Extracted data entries
###

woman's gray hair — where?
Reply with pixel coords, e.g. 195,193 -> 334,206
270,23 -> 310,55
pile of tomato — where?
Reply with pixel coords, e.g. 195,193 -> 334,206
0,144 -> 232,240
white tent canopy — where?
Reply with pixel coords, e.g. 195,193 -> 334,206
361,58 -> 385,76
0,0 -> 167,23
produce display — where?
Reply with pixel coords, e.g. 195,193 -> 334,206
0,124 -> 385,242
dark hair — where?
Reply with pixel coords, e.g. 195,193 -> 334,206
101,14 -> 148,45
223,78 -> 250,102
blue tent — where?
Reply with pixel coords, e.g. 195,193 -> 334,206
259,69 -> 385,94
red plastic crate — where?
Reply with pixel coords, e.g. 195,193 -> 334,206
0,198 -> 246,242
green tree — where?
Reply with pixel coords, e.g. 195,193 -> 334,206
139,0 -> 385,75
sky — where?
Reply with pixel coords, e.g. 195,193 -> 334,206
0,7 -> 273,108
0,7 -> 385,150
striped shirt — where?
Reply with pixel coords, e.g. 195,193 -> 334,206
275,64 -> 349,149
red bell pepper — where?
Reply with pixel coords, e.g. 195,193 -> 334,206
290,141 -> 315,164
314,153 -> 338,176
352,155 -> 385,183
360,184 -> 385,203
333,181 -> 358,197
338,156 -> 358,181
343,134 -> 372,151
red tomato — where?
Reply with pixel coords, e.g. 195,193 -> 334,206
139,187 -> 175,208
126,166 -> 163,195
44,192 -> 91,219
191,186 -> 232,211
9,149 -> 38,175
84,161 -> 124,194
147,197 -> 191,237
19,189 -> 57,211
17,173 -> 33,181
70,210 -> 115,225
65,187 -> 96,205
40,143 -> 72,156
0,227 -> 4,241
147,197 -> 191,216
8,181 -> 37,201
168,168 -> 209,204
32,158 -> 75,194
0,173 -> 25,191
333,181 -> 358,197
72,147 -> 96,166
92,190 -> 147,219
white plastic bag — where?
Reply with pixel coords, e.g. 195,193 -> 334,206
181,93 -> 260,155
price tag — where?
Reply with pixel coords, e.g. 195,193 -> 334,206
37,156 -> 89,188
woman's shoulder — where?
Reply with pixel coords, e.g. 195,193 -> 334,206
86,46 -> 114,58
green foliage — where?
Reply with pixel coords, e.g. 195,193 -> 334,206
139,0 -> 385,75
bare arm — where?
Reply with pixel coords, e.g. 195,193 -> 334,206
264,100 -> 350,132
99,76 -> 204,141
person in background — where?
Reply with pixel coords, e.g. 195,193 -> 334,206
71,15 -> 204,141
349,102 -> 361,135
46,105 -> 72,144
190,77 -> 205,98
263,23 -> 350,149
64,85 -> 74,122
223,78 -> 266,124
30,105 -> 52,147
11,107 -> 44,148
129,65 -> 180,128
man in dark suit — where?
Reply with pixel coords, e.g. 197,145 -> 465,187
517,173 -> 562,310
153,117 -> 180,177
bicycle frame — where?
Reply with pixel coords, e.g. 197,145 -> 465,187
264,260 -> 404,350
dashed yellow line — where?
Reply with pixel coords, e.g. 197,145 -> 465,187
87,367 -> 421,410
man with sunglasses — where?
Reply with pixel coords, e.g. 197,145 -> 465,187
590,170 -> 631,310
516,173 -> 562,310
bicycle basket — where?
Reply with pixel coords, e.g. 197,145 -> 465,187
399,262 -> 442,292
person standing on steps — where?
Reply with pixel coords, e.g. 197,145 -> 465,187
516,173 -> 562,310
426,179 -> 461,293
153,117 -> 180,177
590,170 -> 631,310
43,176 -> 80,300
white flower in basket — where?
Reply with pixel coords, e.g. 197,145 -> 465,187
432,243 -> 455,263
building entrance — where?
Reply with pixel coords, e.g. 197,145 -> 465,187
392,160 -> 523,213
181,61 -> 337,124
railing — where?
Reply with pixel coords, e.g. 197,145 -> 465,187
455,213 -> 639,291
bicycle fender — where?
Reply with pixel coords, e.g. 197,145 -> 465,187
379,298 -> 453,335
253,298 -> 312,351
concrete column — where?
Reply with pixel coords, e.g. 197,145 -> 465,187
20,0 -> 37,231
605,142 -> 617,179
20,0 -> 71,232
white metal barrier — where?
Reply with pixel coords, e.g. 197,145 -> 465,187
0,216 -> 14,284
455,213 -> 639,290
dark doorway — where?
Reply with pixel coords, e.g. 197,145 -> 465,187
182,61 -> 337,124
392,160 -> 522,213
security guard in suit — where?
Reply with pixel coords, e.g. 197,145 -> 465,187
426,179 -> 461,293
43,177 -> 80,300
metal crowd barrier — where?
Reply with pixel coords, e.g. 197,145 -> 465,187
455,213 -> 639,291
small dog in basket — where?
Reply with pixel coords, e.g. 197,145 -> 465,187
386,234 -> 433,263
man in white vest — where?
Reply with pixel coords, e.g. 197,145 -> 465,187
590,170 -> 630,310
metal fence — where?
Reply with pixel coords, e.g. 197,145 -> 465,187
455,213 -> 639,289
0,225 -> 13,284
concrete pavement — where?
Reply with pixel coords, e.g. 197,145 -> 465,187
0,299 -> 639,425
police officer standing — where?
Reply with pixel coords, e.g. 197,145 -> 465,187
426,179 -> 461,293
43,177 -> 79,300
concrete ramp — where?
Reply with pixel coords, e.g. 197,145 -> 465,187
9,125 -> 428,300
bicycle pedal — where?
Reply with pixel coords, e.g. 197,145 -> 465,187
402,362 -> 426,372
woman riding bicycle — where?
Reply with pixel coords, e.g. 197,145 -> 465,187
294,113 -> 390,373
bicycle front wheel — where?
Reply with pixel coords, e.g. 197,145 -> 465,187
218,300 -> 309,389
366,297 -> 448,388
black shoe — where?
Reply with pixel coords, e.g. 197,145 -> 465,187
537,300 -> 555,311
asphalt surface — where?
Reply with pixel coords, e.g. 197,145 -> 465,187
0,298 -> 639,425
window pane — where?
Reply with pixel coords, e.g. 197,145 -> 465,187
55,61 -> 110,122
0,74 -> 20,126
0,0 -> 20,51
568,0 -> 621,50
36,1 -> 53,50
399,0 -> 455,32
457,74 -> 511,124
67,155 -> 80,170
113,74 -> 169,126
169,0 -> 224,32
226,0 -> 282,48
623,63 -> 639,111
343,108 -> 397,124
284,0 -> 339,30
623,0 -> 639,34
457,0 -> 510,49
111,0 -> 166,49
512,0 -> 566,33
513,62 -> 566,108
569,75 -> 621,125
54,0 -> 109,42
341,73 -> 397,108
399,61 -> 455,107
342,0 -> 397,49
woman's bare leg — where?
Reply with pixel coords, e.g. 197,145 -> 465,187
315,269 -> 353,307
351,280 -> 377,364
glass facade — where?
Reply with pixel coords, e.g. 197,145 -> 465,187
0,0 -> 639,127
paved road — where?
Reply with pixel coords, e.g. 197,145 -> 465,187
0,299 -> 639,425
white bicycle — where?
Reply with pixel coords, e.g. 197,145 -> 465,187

###

YOUR TASK.
Please extract every line of the listing above and reproduce each one verbatim, without changes.

TASK OUTPUT.
woman's gray hair — where?
Reply with pixel coords, e.g. 195,193 -> 334,206
270,23 -> 310,55
pile of tomato — where?
Reply with pixel coords, e.g. 195,193 -> 334,206
0,144 -> 232,240
white tent canopy — where?
Reply with pixel coords, e.g. 195,193 -> 334,206
361,58 -> 385,76
0,0 -> 167,23
produce display — where?
Reply with pixel coords, e.g. 195,193 -> 334,206
0,124 -> 385,242
dark hair — where?
Reply with pixel coords, e.g. 195,193 -> 334,206
101,14 -> 148,45
223,78 -> 250,102
blue tent — where?
Reply with pixel coords, e.g. 195,193 -> 334,206
259,69 -> 385,94
red plastic crate — where?
Reply with pixel coords, e.g. 195,193 -> 334,206
0,198 -> 246,242
green tree — where?
Reply with pixel coords, e.g. 195,193 -> 334,206
139,0 -> 385,75
sky — where?
Reply with pixel coords, e.g. 195,193 -> 334,206
0,7 -> 273,108
0,7 -> 385,150
striped shirt — where?
Reply with pixel coords, e.g. 195,193 -> 334,206
275,64 -> 349,149
red bell pepper — where?
Reply with pixel coords, e.g. 195,193 -> 334,206
290,141 -> 315,164
314,153 -> 338,176
352,155 -> 385,183
360,184 -> 385,203
333,181 -> 358,197
338,156 -> 358,181
343,134 -> 372,151
red tomato — where?
Reply with pixel coords, e.g. 195,193 -> 334,206
139,187 -> 175,208
126,166 -> 163,195
44,192 -> 91,219
191,186 -> 232,211
9,149 -> 38,175
84,161 -> 124,194
147,197 -> 191,237
19,189 -> 57,211
17,173 -> 33,181
70,210 -> 115,225
65,187 -> 96,205
40,143 -> 72,156
0,227 -> 4,241
147,197 -> 191,216
8,181 -> 37,201
168,168 -> 209,204
32,158 -> 75,194
0,173 -> 25,191
333,181 -> 358,197
72,147 -> 96,166
92,190 -> 147,219
white plastic bag — where?
Reply with pixel coords, e.g. 195,193 -> 334,206
181,93 -> 260,155
price tag — where?
Reply with pixel coords, e.g. 195,193 -> 334,206
37,156 -> 89,188
woman's shoulder — where?
Reply with pixel coords, e.g. 195,193 -> 334,206
86,46 -> 114,58
green foliage — where?
Reply with pixel coords, e.g. 195,193 -> 334,206
139,0 -> 385,75
bare arm — where?
Reply with pixel coords, e.g. 195,193 -> 334,206
264,100 -> 350,132
99,76 -> 204,141
person in background — where?
Reply with pixel coords, e.g. 195,193 -> 334,206
71,15 -> 204,141
349,102 -> 361,135
46,105 -> 72,144
190,77 -> 205,98
263,23 -> 350,149
64,85 -> 74,122
223,78 -> 266,124
30,105 -> 52,147
11,107 -> 44,148
129,65 -> 180,128
man in dark suit — where?
Reply with pixel coords, e.g. 197,145 -> 465,187
517,173 -> 562,310
153,117 -> 180,177
bicycle frame — where?
Reply with pixel coords, e.g. 197,145 -> 465,187
264,260 -> 404,350
dashed yellow line — where?
Reply with pixel coords, e.g. 197,145 -> 465,187
87,367 -> 421,410
man with sunglasses — where?
Reply with pixel coords, e.g. 197,145 -> 465,187
590,170 -> 631,310
516,173 -> 562,310
bicycle basket — where?
Reply with pixel coords, e.g. 197,145 -> 465,187
399,262 -> 442,292
person standing on steps — where?
Reply with pixel coords, e.g. 197,145 -> 465,187
516,173 -> 562,310
426,179 -> 461,293
153,117 -> 180,177
590,170 -> 631,310
43,176 -> 80,300
white flower in basket — where?
Reply with pixel coords, e.g. 197,145 -> 465,187
432,243 -> 455,263
building entrance — where?
Reply with pixel coords, e.g. 197,145 -> 465,187
392,160 -> 523,213
181,61 -> 337,124
railing — where?
Reply with pixel coords, e.g. 197,145 -> 465,187
455,213 -> 639,291
bicycle fender — where?
Reply with pixel coords, e.g. 197,145 -> 465,187
379,298 -> 453,335
253,298 -> 312,351
concrete column — where?
Reply with pixel coords, e.g. 197,145 -> 465,187
20,0 -> 37,231
605,142 -> 617,179
20,0 -> 71,232
white metal barrier — where?
Reply with pixel coords, e.g. 197,145 -> 465,187
0,216 -> 14,284
455,213 -> 639,290
dark doorway — where?
Reply with pixel coords, e.g. 197,145 -> 465,187
182,61 -> 337,124
392,160 -> 522,213
security guard in suit — where?
Reply with pixel coords, e.g. 197,145 -> 465,187
426,179 -> 461,293
43,177 -> 80,300
metal crowd barrier — where?
Reply with pixel coords, e.g. 197,145 -> 465,187
455,213 -> 639,291
small dog in basket — where?
Reply with pixel coords, e.g. 197,145 -> 465,187
386,234 -> 433,263
man in white vest — where?
Reply with pixel coords, e.g. 197,145 -> 465,187
590,170 -> 630,310
metal fence — where?
Reply with pixel coords, e.g. 197,145 -> 465,187
455,213 -> 639,289
0,225 -> 13,284
concrete pavement — where?
Reply with pixel coords, e.g. 197,145 -> 465,187
0,299 -> 639,425
police officer standing — where?
Reply with pixel coords, e.g. 197,145 -> 465,187
426,179 -> 461,293
43,177 -> 79,300
concrete ramp — where?
Reply with pixel coords, e.g. 197,145 -> 465,187
9,125 -> 428,300
bicycle pedal — where?
Reply with pixel coords, e.g. 197,145 -> 465,187
402,362 -> 426,372
woman riding bicycle — where?
Reply with pixel coords, e.g. 197,145 -> 465,187
294,113 -> 390,373
bicycle front wheel — where?
Reply with pixel coords, e.g. 197,145 -> 465,187
218,300 -> 309,389
366,297 -> 448,388
black shoe — where?
Reply with pixel coords, e.g. 197,145 -> 465,187
537,300 -> 555,311
asphalt surface — where?
Reply with pixel coords, e.g. 197,145 -> 465,187
0,298 -> 639,425
window pane — where?
Reply with pixel coords, e.g. 197,145 -> 465,187
55,61 -> 110,122
0,74 -> 20,126
0,0 -> 20,51
568,0 -> 621,50
36,1 -> 53,50
399,0 -> 455,32
457,74 -> 511,124
67,155 -> 80,170
113,74 -> 169,126
169,0 -> 224,32
226,0 -> 282,48
623,63 -> 639,111
343,108 -> 397,124
284,0 -> 339,30
623,0 -> 639,34
457,0 -> 510,49
111,0 -> 166,49
512,0 -> 566,33
513,62 -> 566,108
569,75 -> 621,125
54,0 -> 109,42
341,73 -> 397,108
399,61 -> 455,107
342,0 -> 397,49
woman's bare leg — where?
Reply with pixel coords, e.g. 197,145 -> 465,187
315,269 -> 353,307
351,280 -> 377,364
glass facade — where?
Reply with pixel coords, e.g. 197,145 -> 465,187
0,0 -> 639,127
paved road — where?
Reply with pixel coords, e.g. 197,145 -> 465,187
0,299 -> 639,425
white bicycle — where?
Reply with pixel coords, e.g. 197,145 -> 465,187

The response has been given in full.